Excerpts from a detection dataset
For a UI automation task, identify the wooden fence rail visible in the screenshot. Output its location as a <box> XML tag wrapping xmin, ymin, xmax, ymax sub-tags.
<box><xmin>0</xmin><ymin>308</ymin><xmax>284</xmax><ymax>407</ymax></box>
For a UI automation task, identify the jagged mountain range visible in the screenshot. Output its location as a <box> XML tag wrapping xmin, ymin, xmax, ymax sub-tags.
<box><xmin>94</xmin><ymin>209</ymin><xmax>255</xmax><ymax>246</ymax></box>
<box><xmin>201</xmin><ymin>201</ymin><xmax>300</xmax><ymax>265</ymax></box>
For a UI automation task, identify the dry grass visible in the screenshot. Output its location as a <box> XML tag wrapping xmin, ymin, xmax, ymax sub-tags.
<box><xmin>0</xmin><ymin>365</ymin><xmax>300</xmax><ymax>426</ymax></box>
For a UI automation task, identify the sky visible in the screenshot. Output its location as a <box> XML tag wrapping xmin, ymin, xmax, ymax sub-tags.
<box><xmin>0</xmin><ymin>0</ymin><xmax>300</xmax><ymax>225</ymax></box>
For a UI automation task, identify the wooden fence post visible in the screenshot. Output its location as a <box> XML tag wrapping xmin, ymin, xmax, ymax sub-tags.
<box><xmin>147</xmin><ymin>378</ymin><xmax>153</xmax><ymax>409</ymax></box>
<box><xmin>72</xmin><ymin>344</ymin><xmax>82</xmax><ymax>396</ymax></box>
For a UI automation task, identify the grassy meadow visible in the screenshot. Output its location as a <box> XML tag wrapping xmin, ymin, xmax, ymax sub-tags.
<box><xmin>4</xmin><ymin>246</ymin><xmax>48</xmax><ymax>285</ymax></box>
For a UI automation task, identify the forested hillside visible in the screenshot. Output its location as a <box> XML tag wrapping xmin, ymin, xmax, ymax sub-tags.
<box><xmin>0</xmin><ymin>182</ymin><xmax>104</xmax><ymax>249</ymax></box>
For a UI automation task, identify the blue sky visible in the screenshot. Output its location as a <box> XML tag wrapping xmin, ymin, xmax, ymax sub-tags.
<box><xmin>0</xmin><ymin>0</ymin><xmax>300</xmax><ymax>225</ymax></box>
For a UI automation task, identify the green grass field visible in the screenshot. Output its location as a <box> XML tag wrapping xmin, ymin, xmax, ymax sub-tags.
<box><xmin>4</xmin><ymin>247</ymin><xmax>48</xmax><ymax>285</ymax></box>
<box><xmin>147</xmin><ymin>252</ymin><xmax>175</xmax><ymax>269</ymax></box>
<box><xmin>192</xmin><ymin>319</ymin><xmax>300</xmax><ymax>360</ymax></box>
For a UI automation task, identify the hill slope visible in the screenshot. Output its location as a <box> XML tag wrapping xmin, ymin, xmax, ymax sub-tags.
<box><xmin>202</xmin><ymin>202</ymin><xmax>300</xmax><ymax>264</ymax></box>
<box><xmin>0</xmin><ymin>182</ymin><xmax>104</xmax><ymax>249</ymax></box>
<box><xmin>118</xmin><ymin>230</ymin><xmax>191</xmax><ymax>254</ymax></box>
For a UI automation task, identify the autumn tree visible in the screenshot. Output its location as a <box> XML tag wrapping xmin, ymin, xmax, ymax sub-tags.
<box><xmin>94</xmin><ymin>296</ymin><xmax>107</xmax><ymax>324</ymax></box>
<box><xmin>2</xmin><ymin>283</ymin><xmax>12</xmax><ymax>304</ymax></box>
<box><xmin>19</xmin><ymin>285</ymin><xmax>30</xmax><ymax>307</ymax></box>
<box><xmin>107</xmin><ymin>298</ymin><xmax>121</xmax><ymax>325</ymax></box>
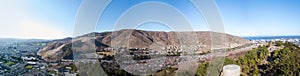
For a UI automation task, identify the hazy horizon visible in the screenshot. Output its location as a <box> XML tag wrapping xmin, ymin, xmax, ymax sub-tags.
<box><xmin>0</xmin><ymin>0</ymin><xmax>300</xmax><ymax>39</ymax></box>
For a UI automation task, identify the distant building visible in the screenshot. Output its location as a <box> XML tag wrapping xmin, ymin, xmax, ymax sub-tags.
<box><xmin>222</xmin><ymin>64</ymin><xmax>241</xmax><ymax>76</ymax></box>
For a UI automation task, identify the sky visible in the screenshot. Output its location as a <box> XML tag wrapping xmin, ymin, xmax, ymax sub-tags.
<box><xmin>0</xmin><ymin>0</ymin><xmax>300</xmax><ymax>39</ymax></box>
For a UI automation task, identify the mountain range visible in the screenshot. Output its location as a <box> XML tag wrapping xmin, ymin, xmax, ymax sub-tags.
<box><xmin>38</xmin><ymin>29</ymin><xmax>249</xmax><ymax>61</ymax></box>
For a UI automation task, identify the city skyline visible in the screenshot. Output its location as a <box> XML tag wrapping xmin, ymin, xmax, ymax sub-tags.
<box><xmin>0</xmin><ymin>0</ymin><xmax>300</xmax><ymax>39</ymax></box>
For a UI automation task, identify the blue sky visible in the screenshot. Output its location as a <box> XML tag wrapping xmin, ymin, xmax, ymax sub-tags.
<box><xmin>0</xmin><ymin>0</ymin><xmax>300</xmax><ymax>39</ymax></box>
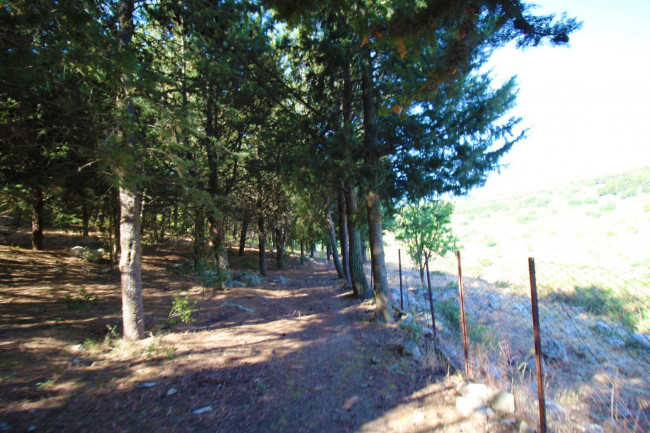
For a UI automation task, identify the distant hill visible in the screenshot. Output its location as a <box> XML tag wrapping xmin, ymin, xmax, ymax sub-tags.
<box><xmin>452</xmin><ymin>167</ymin><xmax>650</xmax><ymax>272</ymax></box>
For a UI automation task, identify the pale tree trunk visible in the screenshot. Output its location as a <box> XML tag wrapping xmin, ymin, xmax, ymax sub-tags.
<box><xmin>326</xmin><ymin>203</ymin><xmax>345</xmax><ymax>278</ymax></box>
<box><xmin>366</xmin><ymin>192</ymin><xmax>393</xmax><ymax>323</ymax></box>
<box><xmin>339</xmin><ymin>185</ymin><xmax>352</xmax><ymax>289</ymax></box>
<box><xmin>345</xmin><ymin>182</ymin><xmax>372</xmax><ymax>299</ymax></box>
<box><xmin>361</xmin><ymin>40</ymin><xmax>393</xmax><ymax>323</ymax></box>
<box><xmin>257</xmin><ymin>199</ymin><xmax>266</xmax><ymax>277</ymax></box>
<box><xmin>239</xmin><ymin>214</ymin><xmax>250</xmax><ymax>257</ymax></box>
<box><xmin>192</xmin><ymin>206</ymin><xmax>205</xmax><ymax>271</ymax></box>
<box><xmin>116</xmin><ymin>0</ymin><xmax>144</xmax><ymax>340</ymax></box>
<box><xmin>208</xmin><ymin>217</ymin><xmax>229</xmax><ymax>272</ymax></box>
<box><xmin>32</xmin><ymin>186</ymin><xmax>45</xmax><ymax>251</ymax></box>
<box><xmin>119</xmin><ymin>173</ymin><xmax>144</xmax><ymax>340</ymax></box>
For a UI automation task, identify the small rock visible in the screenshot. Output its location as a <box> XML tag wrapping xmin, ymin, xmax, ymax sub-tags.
<box><xmin>542</xmin><ymin>340</ymin><xmax>569</xmax><ymax>362</ymax></box>
<box><xmin>605</xmin><ymin>335</ymin><xmax>625</xmax><ymax>348</ymax></box>
<box><xmin>490</xmin><ymin>391</ymin><xmax>515</xmax><ymax>414</ymax></box>
<box><xmin>456</xmin><ymin>396</ymin><xmax>486</xmax><ymax>416</ymax></box>
<box><xmin>594</xmin><ymin>321</ymin><xmax>612</xmax><ymax>334</ymax></box>
<box><xmin>271</xmin><ymin>276</ymin><xmax>289</xmax><ymax>286</ymax></box>
<box><xmin>582</xmin><ymin>424</ymin><xmax>603</xmax><ymax>433</ymax></box>
<box><xmin>235</xmin><ymin>272</ymin><xmax>262</xmax><ymax>286</ymax></box>
<box><xmin>192</xmin><ymin>406</ymin><xmax>212</xmax><ymax>415</ymax></box>
<box><xmin>546</xmin><ymin>400</ymin><xmax>566</xmax><ymax>416</ymax></box>
<box><xmin>519</xmin><ymin>421</ymin><xmax>535</xmax><ymax>433</ymax></box>
<box><xmin>221</xmin><ymin>302</ymin><xmax>255</xmax><ymax>313</ymax></box>
<box><xmin>632</xmin><ymin>333</ymin><xmax>650</xmax><ymax>349</ymax></box>
<box><xmin>458</xmin><ymin>383</ymin><xmax>495</xmax><ymax>403</ymax></box>
<box><xmin>402</xmin><ymin>341</ymin><xmax>422</xmax><ymax>359</ymax></box>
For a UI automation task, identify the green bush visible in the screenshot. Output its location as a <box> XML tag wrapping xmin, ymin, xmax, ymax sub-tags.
<box><xmin>600</xmin><ymin>203</ymin><xmax>616</xmax><ymax>212</ymax></box>
<box><xmin>169</xmin><ymin>296</ymin><xmax>197</xmax><ymax>325</ymax></box>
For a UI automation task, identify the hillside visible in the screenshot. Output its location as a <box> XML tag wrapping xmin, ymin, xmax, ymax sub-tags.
<box><xmin>452</xmin><ymin>167</ymin><xmax>650</xmax><ymax>271</ymax></box>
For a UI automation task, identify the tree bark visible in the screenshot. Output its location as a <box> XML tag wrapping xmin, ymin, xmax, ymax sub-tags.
<box><xmin>345</xmin><ymin>182</ymin><xmax>372</xmax><ymax>299</ymax></box>
<box><xmin>208</xmin><ymin>216</ymin><xmax>229</xmax><ymax>272</ymax></box>
<box><xmin>366</xmin><ymin>192</ymin><xmax>393</xmax><ymax>323</ymax></box>
<box><xmin>275</xmin><ymin>228</ymin><xmax>284</xmax><ymax>269</ymax></box>
<box><xmin>239</xmin><ymin>214</ymin><xmax>250</xmax><ymax>257</ymax></box>
<box><xmin>81</xmin><ymin>193</ymin><xmax>90</xmax><ymax>238</ymax></box>
<box><xmin>326</xmin><ymin>203</ymin><xmax>345</xmax><ymax>278</ymax></box>
<box><xmin>116</xmin><ymin>0</ymin><xmax>144</xmax><ymax>340</ymax></box>
<box><xmin>32</xmin><ymin>186</ymin><xmax>45</xmax><ymax>251</ymax></box>
<box><xmin>192</xmin><ymin>206</ymin><xmax>205</xmax><ymax>271</ymax></box>
<box><xmin>361</xmin><ymin>38</ymin><xmax>393</xmax><ymax>323</ymax></box>
<box><xmin>257</xmin><ymin>205</ymin><xmax>266</xmax><ymax>277</ymax></box>
<box><xmin>119</xmin><ymin>173</ymin><xmax>144</xmax><ymax>340</ymax></box>
<box><xmin>339</xmin><ymin>185</ymin><xmax>352</xmax><ymax>289</ymax></box>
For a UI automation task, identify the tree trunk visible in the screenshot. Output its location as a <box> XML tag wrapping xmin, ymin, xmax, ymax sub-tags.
<box><xmin>158</xmin><ymin>210</ymin><xmax>169</xmax><ymax>244</ymax></box>
<box><xmin>119</xmin><ymin>173</ymin><xmax>144</xmax><ymax>340</ymax></box>
<box><xmin>81</xmin><ymin>193</ymin><xmax>90</xmax><ymax>238</ymax></box>
<box><xmin>257</xmin><ymin>208</ymin><xmax>266</xmax><ymax>277</ymax></box>
<box><xmin>239</xmin><ymin>214</ymin><xmax>250</xmax><ymax>257</ymax></box>
<box><xmin>334</xmin><ymin>185</ymin><xmax>352</xmax><ymax>289</ymax></box>
<box><xmin>116</xmin><ymin>0</ymin><xmax>144</xmax><ymax>340</ymax></box>
<box><xmin>345</xmin><ymin>182</ymin><xmax>372</xmax><ymax>299</ymax></box>
<box><xmin>326</xmin><ymin>203</ymin><xmax>345</xmax><ymax>278</ymax></box>
<box><xmin>192</xmin><ymin>206</ymin><xmax>205</xmax><ymax>271</ymax></box>
<box><xmin>32</xmin><ymin>186</ymin><xmax>45</xmax><ymax>251</ymax></box>
<box><xmin>208</xmin><ymin>215</ymin><xmax>229</xmax><ymax>272</ymax></box>
<box><xmin>366</xmin><ymin>192</ymin><xmax>393</xmax><ymax>323</ymax></box>
<box><xmin>361</xmin><ymin>40</ymin><xmax>393</xmax><ymax>323</ymax></box>
<box><xmin>275</xmin><ymin>228</ymin><xmax>284</xmax><ymax>269</ymax></box>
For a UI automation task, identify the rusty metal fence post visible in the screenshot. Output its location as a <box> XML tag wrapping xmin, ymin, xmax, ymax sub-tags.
<box><xmin>456</xmin><ymin>251</ymin><xmax>469</xmax><ymax>376</ymax></box>
<box><xmin>528</xmin><ymin>257</ymin><xmax>547</xmax><ymax>433</ymax></box>
<box><xmin>397</xmin><ymin>248</ymin><xmax>404</xmax><ymax>311</ymax></box>
<box><xmin>424</xmin><ymin>253</ymin><xmax>438</xmax><ymax>340</ymax></box>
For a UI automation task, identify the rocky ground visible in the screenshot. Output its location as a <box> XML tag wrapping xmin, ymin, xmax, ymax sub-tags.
<box><xmin>0</xmin><ymin>231</ymin><xmax>520</xmax><ymax>432</ymax></box>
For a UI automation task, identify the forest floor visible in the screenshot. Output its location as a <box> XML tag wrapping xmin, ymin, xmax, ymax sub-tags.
<box><xmin>0</xmin><ymin>233</ymin><xmax>515</xmax><ymax>432</ymax></box>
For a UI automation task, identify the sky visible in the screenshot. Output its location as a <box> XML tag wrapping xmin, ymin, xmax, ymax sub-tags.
<box><xmin>472</xmin><ymin>0</ymin><xmax>650</xmax><ymax>196</ymax></box>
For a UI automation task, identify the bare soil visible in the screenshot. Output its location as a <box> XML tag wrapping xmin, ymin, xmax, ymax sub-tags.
<box><xmin>0</xmin><ymin>233</ymin><xmax>514</xmax><ymax>432</ymax></box>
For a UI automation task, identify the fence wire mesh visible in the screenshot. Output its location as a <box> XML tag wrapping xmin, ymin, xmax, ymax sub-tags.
<box><xmin>380</xmin><ymin>248</ymin><xmax>650</xmax><ymax>432</ymax></box>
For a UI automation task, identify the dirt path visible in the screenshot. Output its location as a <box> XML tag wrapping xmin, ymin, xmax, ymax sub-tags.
<box><xmin>0</xmin><ymin>241</ymin><xmax>506</xmax><ymax>432</ymax></box>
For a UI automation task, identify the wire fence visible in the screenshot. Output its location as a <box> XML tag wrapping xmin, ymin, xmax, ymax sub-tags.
<box><xmin>380</xmin><ymin>248</ymin><xmax>650</xmax><ymax>432</ymax></box>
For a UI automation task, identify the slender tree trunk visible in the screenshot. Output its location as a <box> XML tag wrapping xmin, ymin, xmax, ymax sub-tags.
<box><xmin>339</xmin><ymin>185</ymin><xmax>352</xmax><ymax>289</ymax></box>
<box><xmin>345</xmin><ymin>182</ymin><xmax>372</xmax><ymax>299</ymax></box>
<box><xmin>158</xmin><ymin>210</ymin><xmax>169</xmax><ymax>244</ymax></box>
<box><xmin>239</xmin><ymin>214</ymin><xmax>250</xmax><ymax>257</ymax></box>
<box><xmin>116</xmin><ymin>0</ymin><xmax>144</xmax><ymax>340</ymax></box>
<box><xmin>208</xmin><ymin>215</ymin><xmax>229</xmax><ymax>272</ymax></box>
<box><xmin>119</xmin><ymin>173</ymin><xmax>144</xmax><ymax>340</ymax></box>
<box><xmin>192</xmin><ymin>206</ymin><xmax>205</xmax><ymax>271</ymax></box>
<box><xmin>326</xmin><ymin>202</ymin><xmax>345</xmax><ymax>278</ymax></box>
<box><xmin>32</xmin><ymin>186</ymin><xmax>45</xmax><ymax>251</ymax></box>
<box><xmin>257</xmin><ymin>205</ymin><xmax>266</xmax><ymax>277</ymax></box>
<box><xmin>275</xmin><ymin>228</ymin><xmax>284</xmax><ymax>269</ymax></box>
<box><xmin>366</xmin><ymin>192</ymin><xmax>393</xmax><ymax>323</ymax></box>
<box><xmin>81</xmin><ymin>193</ymin><xmax>90</xmax><ymax>238</ymax></box>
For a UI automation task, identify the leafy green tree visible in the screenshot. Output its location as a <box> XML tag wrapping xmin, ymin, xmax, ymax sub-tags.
<box><xmin>395</xmin><ymin>201</ymin><xmax>457</xmax><ymax>286</ymax></box>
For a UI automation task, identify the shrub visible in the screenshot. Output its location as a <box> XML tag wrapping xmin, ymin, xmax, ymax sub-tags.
<box><xmin>169</xmin><ymin>296</ymin><xmax>197</xmax><ymax>325</ymax></box>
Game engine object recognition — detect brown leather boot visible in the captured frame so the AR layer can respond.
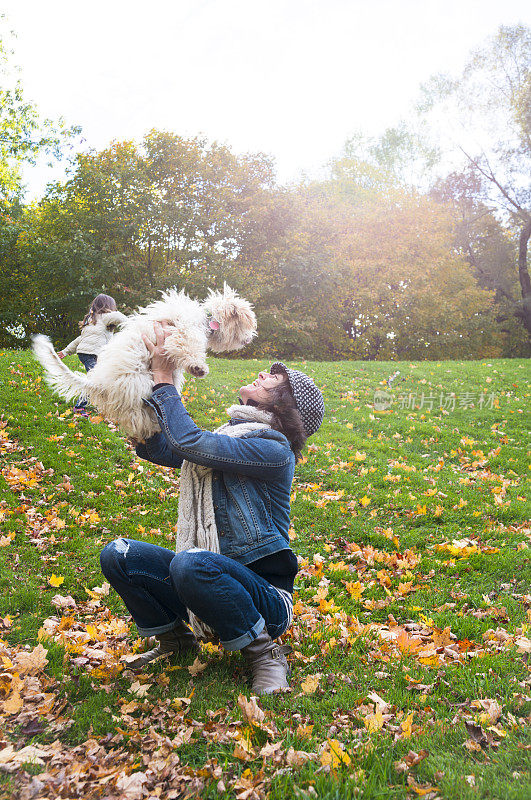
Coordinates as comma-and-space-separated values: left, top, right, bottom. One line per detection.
242, 627, 293, 694
127, 622, 200, 669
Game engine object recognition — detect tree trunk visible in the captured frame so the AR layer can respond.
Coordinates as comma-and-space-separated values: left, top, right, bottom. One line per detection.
518, 220, 531, 334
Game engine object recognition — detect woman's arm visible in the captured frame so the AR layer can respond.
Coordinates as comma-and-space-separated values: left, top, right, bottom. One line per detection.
142, 322, 294, 480
135, 433, 183, 469
144, 384, 294, 481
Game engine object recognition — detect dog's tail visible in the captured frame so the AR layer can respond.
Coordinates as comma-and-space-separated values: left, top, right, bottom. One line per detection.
31, 334, 88, 400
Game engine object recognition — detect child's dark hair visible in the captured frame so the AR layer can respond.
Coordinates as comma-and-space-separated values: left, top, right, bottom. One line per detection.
79, 294, 116, 328
257, 381, 308, 461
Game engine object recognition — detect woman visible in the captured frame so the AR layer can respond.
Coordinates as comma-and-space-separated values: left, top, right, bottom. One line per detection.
101, 325, 324, 694
57, 294, 127, 417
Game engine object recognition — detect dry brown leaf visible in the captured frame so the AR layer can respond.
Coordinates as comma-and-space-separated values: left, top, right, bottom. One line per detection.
258, 742, 282, 758
363, 711, 384, 733
116, 772, 148, 800
14, 644, 48, 675
471, 698, 502, 725
367, 692, 389, 714
0, 745, 48, 772
187, 656, 208, 677
52, 594, 76, 610
286, 747, 314, 767
238, 693, 265, 725
128, 681, 151, 697
301, 672, 321, 694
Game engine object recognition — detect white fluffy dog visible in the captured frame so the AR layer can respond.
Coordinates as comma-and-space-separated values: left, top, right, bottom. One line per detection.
33, 284, 256, 440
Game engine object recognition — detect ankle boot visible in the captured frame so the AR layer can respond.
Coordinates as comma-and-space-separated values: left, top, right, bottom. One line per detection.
242, 627, 293, 694
127, 622, 200, 669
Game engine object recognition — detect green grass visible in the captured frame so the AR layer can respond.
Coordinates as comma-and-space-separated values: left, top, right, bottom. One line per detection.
0, 352, 531, 800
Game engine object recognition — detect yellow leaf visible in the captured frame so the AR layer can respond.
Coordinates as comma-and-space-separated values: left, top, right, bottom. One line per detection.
363, 711, 384, 733
301, 672, 321, 694
400, 713, 413, 739
345, 581, 365, 600
188, 657, 208, 677
321, 739, 351, 769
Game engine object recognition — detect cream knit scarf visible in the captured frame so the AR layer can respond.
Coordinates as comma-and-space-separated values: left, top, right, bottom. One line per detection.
175, 405, 271, 639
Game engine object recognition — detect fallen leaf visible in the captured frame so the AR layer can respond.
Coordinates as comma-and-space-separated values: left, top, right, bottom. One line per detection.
301, 672, 321, 694
238, 694, 265, 725
187, 656, 208, 677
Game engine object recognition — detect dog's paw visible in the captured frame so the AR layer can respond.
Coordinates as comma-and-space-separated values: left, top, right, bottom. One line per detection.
185, 364, 209, 378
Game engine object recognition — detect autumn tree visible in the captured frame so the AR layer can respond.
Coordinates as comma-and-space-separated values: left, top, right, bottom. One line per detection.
419, 25, 531, 335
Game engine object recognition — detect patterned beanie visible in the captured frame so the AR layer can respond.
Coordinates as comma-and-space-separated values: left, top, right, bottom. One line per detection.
269, 361, 324, 436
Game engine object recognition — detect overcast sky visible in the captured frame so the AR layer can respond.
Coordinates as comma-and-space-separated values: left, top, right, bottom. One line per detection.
0, 0, 531, 194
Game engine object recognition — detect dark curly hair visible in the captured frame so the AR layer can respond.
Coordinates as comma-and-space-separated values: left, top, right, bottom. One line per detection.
256, 381, 308, 461
79, 294, 116, 328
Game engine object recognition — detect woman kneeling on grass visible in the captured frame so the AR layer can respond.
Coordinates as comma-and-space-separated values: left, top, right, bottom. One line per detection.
101, 326, 324, 694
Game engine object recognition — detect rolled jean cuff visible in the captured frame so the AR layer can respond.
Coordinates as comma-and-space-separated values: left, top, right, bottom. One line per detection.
221, 616, 265, 650
136, 617, 181, 636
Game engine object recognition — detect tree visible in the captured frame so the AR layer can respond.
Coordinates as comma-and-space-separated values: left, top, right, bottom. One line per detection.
0, 22, 80, 211
430, 167, 529, 357
419, 25, 531, 335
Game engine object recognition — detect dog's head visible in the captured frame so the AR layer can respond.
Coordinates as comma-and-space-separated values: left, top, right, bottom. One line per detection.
202, 284, 256, 353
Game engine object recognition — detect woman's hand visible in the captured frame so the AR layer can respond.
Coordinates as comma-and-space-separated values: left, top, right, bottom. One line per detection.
142, 322, 175, 383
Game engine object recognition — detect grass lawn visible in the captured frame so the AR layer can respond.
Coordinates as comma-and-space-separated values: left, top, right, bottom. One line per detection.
0, 351, 531, 800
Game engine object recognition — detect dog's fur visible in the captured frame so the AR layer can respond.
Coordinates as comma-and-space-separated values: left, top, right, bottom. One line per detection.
33, 284, 256, 440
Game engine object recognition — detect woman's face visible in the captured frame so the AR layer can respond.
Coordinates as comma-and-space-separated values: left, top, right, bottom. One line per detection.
240, 372, 288, 403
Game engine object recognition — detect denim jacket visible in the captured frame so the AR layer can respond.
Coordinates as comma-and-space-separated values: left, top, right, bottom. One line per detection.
136, 384, 295, 564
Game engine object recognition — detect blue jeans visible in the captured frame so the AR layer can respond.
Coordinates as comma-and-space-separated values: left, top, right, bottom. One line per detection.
74, 353, 98, 408
100, 539, 289, 650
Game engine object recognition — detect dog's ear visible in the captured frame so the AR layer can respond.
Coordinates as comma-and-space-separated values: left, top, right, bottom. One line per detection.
223, 302, 238, 318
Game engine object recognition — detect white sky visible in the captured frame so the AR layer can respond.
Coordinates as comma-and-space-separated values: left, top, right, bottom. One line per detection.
0, 0, 531, 194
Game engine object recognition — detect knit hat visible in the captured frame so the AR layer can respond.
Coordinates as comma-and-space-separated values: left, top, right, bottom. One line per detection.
269, 361, 324, 436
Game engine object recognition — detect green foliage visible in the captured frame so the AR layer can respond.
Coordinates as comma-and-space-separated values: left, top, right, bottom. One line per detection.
0, 22, 79, 212
0, 351, 530, 800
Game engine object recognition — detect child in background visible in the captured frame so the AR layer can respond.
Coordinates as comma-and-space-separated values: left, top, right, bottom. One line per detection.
57, 294, 127, 417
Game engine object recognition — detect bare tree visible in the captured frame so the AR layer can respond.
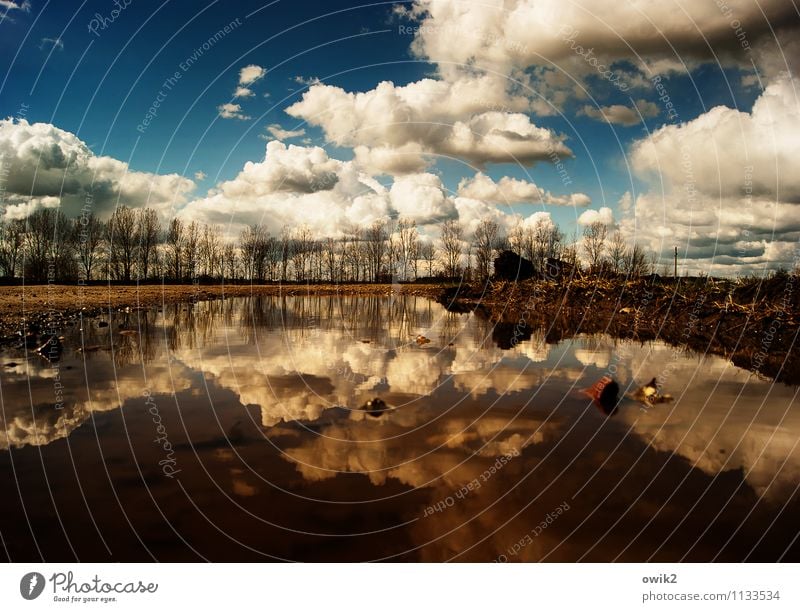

▶ The task
Count the lines of the records above that contain the string "knit", treating uppercase and lowercase as different. Give only the number.

▶ Written answer
2